== Task ==
Write out the following listing's lines from the one with "point(469, 168)" to the one with "point(1005, 196)", exactly, with both included and no others.

== Data shown ==
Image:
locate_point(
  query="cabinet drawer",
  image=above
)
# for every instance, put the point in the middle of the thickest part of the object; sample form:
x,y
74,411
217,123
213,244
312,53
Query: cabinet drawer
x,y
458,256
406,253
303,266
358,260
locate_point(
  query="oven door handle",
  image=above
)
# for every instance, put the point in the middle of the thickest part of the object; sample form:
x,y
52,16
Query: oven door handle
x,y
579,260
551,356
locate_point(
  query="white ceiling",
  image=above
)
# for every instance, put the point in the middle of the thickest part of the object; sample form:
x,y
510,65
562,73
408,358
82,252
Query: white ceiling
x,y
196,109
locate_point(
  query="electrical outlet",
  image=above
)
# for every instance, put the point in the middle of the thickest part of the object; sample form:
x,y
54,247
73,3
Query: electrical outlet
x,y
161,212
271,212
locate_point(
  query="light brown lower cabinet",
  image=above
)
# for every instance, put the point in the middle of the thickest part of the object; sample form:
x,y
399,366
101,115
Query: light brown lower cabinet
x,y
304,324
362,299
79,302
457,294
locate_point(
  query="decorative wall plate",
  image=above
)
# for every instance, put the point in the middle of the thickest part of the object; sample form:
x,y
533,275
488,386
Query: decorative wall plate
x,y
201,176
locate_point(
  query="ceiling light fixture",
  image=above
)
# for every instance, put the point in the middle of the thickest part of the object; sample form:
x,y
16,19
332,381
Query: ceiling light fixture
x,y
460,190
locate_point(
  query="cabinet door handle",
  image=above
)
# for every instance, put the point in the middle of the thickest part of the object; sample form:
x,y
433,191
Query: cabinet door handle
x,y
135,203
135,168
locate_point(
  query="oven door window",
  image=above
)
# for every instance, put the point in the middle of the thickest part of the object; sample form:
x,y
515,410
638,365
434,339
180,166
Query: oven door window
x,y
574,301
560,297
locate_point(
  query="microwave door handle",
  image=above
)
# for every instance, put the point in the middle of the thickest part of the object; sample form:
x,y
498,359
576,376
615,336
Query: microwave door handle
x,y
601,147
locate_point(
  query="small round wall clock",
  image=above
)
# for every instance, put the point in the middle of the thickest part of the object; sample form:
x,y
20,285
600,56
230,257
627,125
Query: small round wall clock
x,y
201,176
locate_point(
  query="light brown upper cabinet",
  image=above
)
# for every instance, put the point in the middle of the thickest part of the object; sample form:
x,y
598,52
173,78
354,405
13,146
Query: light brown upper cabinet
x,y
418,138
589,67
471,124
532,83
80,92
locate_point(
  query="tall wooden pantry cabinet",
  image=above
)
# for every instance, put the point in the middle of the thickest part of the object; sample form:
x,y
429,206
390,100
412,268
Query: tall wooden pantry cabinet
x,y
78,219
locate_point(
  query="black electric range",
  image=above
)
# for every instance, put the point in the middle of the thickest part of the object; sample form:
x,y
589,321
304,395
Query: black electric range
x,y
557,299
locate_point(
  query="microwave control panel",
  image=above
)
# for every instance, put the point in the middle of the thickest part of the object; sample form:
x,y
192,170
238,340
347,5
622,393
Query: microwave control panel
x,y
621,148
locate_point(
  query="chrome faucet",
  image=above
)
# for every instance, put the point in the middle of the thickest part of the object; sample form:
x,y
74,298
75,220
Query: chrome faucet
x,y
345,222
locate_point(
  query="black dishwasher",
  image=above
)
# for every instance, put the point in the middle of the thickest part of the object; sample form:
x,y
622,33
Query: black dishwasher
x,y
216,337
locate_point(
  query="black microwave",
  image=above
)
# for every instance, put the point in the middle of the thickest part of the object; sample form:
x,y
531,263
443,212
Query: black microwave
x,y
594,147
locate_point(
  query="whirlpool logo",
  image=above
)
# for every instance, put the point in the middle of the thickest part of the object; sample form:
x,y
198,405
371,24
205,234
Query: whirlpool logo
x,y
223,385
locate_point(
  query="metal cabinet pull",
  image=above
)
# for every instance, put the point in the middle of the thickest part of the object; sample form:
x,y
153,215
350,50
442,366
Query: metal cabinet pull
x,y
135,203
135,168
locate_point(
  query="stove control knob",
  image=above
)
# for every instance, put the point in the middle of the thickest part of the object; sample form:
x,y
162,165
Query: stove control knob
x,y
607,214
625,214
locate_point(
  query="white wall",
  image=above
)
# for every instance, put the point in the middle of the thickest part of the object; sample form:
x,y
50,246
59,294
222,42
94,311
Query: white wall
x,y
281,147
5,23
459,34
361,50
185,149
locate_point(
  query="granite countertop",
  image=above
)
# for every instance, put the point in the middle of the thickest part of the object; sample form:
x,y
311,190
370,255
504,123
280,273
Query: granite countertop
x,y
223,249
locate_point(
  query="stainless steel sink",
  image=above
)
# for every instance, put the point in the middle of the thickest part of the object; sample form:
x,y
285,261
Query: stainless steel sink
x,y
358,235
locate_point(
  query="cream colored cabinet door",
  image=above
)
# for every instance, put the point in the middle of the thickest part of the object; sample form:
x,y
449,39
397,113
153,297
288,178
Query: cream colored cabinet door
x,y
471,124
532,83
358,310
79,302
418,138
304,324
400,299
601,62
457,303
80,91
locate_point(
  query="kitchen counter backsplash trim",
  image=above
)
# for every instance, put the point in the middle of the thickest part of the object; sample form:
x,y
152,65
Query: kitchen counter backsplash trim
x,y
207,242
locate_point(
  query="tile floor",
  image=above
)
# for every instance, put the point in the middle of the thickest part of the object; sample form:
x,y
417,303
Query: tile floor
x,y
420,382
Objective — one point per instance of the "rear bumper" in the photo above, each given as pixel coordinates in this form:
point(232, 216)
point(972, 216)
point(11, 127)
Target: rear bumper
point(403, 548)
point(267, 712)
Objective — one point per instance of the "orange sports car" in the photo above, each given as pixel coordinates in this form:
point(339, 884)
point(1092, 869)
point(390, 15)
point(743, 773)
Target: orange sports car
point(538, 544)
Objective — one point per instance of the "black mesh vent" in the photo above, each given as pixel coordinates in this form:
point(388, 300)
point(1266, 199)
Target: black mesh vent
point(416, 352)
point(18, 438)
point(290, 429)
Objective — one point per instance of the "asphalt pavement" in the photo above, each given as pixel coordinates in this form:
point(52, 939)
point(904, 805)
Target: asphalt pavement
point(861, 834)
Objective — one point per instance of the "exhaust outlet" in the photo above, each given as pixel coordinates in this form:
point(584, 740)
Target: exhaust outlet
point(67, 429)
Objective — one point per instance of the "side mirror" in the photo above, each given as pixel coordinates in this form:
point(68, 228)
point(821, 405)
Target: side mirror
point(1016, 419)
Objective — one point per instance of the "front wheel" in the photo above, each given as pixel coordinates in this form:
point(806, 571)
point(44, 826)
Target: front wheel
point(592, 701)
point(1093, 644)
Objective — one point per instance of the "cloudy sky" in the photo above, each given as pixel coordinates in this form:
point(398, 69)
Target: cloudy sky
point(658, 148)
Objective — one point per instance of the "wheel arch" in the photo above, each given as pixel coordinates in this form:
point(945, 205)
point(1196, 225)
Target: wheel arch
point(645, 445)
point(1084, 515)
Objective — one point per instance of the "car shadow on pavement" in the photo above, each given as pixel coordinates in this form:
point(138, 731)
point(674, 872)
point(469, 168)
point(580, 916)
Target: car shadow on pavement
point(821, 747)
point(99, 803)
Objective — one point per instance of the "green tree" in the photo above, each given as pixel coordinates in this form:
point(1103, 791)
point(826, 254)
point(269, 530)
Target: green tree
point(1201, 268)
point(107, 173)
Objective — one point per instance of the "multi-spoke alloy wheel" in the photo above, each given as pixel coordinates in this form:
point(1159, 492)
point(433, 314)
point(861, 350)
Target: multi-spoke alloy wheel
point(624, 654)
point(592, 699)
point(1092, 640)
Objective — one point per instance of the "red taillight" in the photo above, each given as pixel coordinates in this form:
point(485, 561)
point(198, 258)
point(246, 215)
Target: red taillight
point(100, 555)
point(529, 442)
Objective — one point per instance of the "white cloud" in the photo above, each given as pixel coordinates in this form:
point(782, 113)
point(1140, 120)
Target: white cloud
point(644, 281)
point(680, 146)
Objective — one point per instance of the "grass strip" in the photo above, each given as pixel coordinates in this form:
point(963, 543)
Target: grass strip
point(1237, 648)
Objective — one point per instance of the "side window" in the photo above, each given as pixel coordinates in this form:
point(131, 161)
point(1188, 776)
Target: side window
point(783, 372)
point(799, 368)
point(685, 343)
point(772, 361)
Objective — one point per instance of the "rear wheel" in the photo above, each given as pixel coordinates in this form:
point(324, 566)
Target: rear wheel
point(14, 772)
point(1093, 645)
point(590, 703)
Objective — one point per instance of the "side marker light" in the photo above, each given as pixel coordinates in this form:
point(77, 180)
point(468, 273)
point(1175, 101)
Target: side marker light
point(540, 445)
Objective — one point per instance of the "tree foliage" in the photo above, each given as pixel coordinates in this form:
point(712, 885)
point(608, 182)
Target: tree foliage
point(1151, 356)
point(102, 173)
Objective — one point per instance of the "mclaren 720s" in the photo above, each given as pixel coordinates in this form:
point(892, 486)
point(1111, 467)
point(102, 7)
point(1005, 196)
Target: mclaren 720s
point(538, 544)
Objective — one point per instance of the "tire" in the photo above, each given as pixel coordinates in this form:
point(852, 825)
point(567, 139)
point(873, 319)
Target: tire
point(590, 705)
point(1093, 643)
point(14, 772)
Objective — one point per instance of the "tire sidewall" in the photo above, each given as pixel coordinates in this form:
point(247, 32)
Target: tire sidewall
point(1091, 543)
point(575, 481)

== Exercise output ==
point(469, 168)
point(580, 916)
Target: car shadow on pavement
point(821, 747)
point(99, 803)
Objective — one point per instance of the "green tree" in the photo above, each given as pixel coordinates in this form:
point(1103, 791)
point(826, 254)
point(269, 530)
Target: green tree
point(1201, 268)
point(107, 173)
Objective — one point per instance of the "multi-spoke alloy wheel" in the photo above, each given as pixel coordinates in this form:
point(1159, 492)
point(433, 314)
point(861, 350)
Target: multi-spoke alloy wheel
point(624, 654)
point(592, 699)
point(1092, 640)
Objective — one point per instance of the "red taillight" in the photo above, each given as pixel coordinates in this form:
point(485, 561)
point(198, 258)
point(246, 215)
Target: red taillight
point(100, 555)
point(529, 442)
Objective — one point per instance of the "white cloud" in the photo above, each given as pixel coordinates in this form:
point(782, 113)
point(1140, 120)
Target: white cloud
point(644, 281)
point(680, 146)
Objective — one point per instance of the "grass strip" in the photo above, each given as pixel coordinates in this form:
point(963, 543)
Target: grass strip
point(1237, 648)
Objective — one point per instance of the "side window" in the photo above, each given as pixel coordinates in this form:
point(131, 161)
point(1188, 776)
Target: side window
point(783, 372)
point(799, 368)
point(685, 343)
point(772, 361)
Objective — one point per instance of the "rear wheel" in the photo above, each given as pixel coordinates in this form:
point(324, 566)
Target: rear wheel
point(14, 772)
point(1093, 645)
point(590, 703)
Objective — one point per instance of the "side marker light" in the photo above, each given as pixel coordinates in this form:
point(77, 180)
point(468, 273)
point(1175, 101)
Target: side marker light
point(540, 445)
Objective — one point per instance of the "tree foliage" in the photo above, each given as pixel coordinates in this form:
point(712, 885)
point(608, 182)
Target: tree foliage
point(1151, 356)
point(102, 173)
Objective — one point per instance of the "mclaren 720s" in the photo above, each given as pixel coordinates in this form:
point(892, 486)
point(1111, 467)
point(102, 7)
point(1005, 196)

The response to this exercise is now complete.